Copy exactly. Begin with the line that contains "Target: tree trunk" and stop after the last line of the records.

**Supplied material:**
------------------------------------------------------------

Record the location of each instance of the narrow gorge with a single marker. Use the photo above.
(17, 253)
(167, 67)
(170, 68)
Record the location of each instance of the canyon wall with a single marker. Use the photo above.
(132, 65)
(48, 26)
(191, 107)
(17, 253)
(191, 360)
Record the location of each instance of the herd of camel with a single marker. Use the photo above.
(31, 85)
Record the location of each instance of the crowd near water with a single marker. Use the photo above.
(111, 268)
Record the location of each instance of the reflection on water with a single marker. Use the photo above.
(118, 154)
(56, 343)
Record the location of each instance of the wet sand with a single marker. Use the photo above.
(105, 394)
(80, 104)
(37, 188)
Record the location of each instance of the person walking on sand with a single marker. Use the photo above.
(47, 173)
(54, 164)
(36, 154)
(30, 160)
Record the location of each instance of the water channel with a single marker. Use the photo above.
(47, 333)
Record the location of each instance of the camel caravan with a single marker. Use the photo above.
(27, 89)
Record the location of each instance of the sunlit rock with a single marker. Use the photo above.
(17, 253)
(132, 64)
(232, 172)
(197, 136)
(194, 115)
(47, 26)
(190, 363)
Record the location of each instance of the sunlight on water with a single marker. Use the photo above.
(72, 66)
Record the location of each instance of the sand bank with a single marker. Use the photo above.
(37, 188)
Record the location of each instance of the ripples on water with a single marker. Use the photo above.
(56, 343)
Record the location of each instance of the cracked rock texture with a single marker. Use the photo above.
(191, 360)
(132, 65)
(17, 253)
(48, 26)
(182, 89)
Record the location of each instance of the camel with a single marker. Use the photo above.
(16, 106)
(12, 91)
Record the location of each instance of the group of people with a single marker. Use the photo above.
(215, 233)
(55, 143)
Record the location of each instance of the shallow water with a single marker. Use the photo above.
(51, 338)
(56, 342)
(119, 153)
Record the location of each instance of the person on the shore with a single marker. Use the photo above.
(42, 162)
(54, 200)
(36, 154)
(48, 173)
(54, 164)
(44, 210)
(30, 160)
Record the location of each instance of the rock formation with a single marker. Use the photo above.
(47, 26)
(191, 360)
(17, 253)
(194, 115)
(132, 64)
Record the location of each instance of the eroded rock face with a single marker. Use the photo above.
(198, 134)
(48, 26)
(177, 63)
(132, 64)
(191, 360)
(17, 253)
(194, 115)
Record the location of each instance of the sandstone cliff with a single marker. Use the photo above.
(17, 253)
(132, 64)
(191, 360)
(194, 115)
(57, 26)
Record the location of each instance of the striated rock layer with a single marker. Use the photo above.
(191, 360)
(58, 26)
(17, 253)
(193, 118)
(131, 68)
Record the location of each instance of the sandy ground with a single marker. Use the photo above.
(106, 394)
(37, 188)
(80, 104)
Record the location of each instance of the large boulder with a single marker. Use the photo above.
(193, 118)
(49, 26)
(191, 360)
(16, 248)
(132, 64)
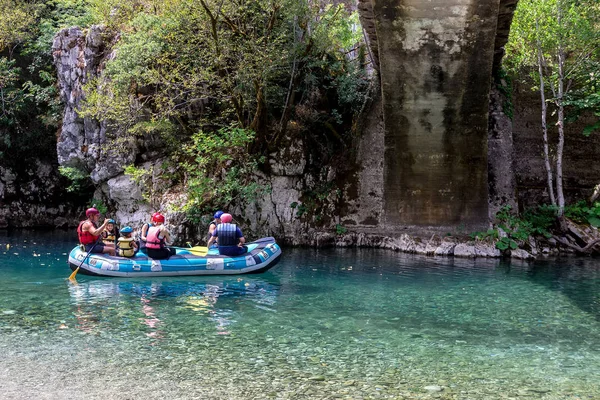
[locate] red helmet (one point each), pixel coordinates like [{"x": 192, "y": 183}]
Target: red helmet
[
  {"x": 91, "y": 211},
  {"x": 158, "y": 217}
]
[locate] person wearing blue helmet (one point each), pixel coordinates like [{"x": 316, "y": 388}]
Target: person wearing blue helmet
[
  {"x": 213, "y": 224},
  {"x": 126, "y": 245}
]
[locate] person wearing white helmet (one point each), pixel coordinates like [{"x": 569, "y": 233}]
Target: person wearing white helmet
[
  {"x": 158, "y": 238},
  {"x": 231, "y": 238},
  {"x": 89, "y": 233}
]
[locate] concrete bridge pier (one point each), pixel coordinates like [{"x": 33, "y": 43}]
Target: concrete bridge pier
[{"x": 435, "y": 62}]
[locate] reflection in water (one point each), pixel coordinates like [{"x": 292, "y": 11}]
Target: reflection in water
[
  {"x": 335, "y": 323},
  {"x": 210, "y": 299}
]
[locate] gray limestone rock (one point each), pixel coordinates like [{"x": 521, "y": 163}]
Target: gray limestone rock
[
  {"x": 465, "y": 250},
  {"x": 486, "y": 250},
  {"x": 445, "y": 249},
  {"x": 79, "y": 57},
  {"x": 521, "y": 254}
]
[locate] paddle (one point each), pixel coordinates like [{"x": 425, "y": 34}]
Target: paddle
[
  {"x": 72, "y": 276},
  {"x": 196, "y": 250}
]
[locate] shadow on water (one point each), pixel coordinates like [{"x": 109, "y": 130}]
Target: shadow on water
[{"x": 576, "y": 278}]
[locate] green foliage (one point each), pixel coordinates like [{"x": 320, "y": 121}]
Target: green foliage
[
  {"x": 80, "y": 180},
  {"x": 506, "y": 243},
  {"x": 583, "y": 213},
  {"x": 340, "y": 229},
  {"x": 218, "y": 170},
  {"x": 565, "y": 32},
  {"x": 503, "y": 82},
  {"x": 533, "y": 222},
  {"x": 99, "y": 205}
]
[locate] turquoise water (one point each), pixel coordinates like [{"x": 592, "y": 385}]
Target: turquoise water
[{"x": 323, "y": 324}]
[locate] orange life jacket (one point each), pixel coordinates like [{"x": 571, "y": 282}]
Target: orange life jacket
[
  {"x": 153, "y": 241},
  {"x": 86, "y": 237}
]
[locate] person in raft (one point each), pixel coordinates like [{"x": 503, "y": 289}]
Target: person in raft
[
  {"x": 126, "y": 245},
  {"x": 158, "y": 238},
  {"x": 89, "y": 233},
  {"x": 213, "y": 225},
  {"x": 109, "y": 236},
  {"x": 231, "y": 238},
  {"x": 144, "y": 233}
]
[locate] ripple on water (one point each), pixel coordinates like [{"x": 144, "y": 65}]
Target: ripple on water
[{"x": 323, "y": 324}]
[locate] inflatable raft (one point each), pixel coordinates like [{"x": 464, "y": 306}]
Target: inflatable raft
[{"x": 262, "y": 255}]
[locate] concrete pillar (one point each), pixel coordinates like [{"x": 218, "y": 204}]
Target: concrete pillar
[{"x": 435, "y": 64}]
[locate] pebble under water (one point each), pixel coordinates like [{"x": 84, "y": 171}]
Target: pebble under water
[{"x": 323, "y": 324}]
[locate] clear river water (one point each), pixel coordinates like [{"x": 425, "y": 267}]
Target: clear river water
[{"x": 323, "y": 324}]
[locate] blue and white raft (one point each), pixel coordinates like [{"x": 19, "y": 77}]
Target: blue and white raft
[{"x": 262, "y": 255}]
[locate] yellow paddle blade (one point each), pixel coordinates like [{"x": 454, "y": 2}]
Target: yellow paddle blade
[
  {"x": 198, "y": 252},
  {"x": 72, "y": 276},
  {"x": 198, "y": 248}
]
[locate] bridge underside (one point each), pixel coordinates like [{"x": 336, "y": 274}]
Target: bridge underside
[{"x": 435, "y": 59}]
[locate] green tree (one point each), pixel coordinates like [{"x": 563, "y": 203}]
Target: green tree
[{"x": 558, "y": 41}]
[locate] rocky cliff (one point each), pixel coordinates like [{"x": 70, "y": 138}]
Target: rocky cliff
[{"x": 302, "y": 207}]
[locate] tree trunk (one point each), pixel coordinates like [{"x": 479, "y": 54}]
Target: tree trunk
[
  {"x": 561, "y": 119},
  {"x": 544, "y": 125}
]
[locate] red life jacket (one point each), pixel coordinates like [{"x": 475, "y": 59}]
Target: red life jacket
[
  {"x": 153, "y": 241},
  {"x": 86, "y": 237}
]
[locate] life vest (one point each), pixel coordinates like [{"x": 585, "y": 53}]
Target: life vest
[
  {"x": 86, "y": 237},
  {"x": 125, "y": 246},
  {"x": 209, "y": 225},
  {"x": 153, "y": 241},
  {"x": 142, "y": 241},
  {"x": 227, "y": 235},
  {"x": 108, "y": 237}
]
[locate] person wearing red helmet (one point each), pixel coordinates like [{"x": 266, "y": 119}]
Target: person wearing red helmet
[
  {"x": 231, "y": 238},
  {"x": 144, "y": 233},
  {"x": 89, "y": 233},
  {"x": 213, "y": 224},
  {"x": 158, "y": 238}
]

------------------------------------------------------------

**Exercise answer:**
Target: tree trunk
[
  {"x": 561, "y": 119},
  {"x": 544, "y": 125}
]
[locate] red life jacket (one point each), pixel coordinates like [{"x": 475, "y": 59}]
Target: red life jacket
[
  {"x": 153, "y": 241},
  {"x": 86, "y": 237}
]
[locate] life vest (one point each), pixel coordinates like [{"x": 585, "y": 53}]
Target: life vest
[
  {"x": 86, "y": 237},
  {"x": 125, "y": 246},
  {"x": 209, "y": 225},
  {"x": 153, "y": 241},
  {"x": 142, "y": 241},
  {"x": 227, "y": 235},
  {"x": 108, "y": 237}
]
[locate] person wearing red helmet (one point each), pixel coordinates like [{"x": 266, "y": 119}]
Target: person wearing red helmet
[
  {"x": 231, "y": 238},
  {"x": 144, "y": 233},
  {"x": 89, "y": 233},
  {"x": 213, "y": 224},
  {"x": 158, "y": 238}
]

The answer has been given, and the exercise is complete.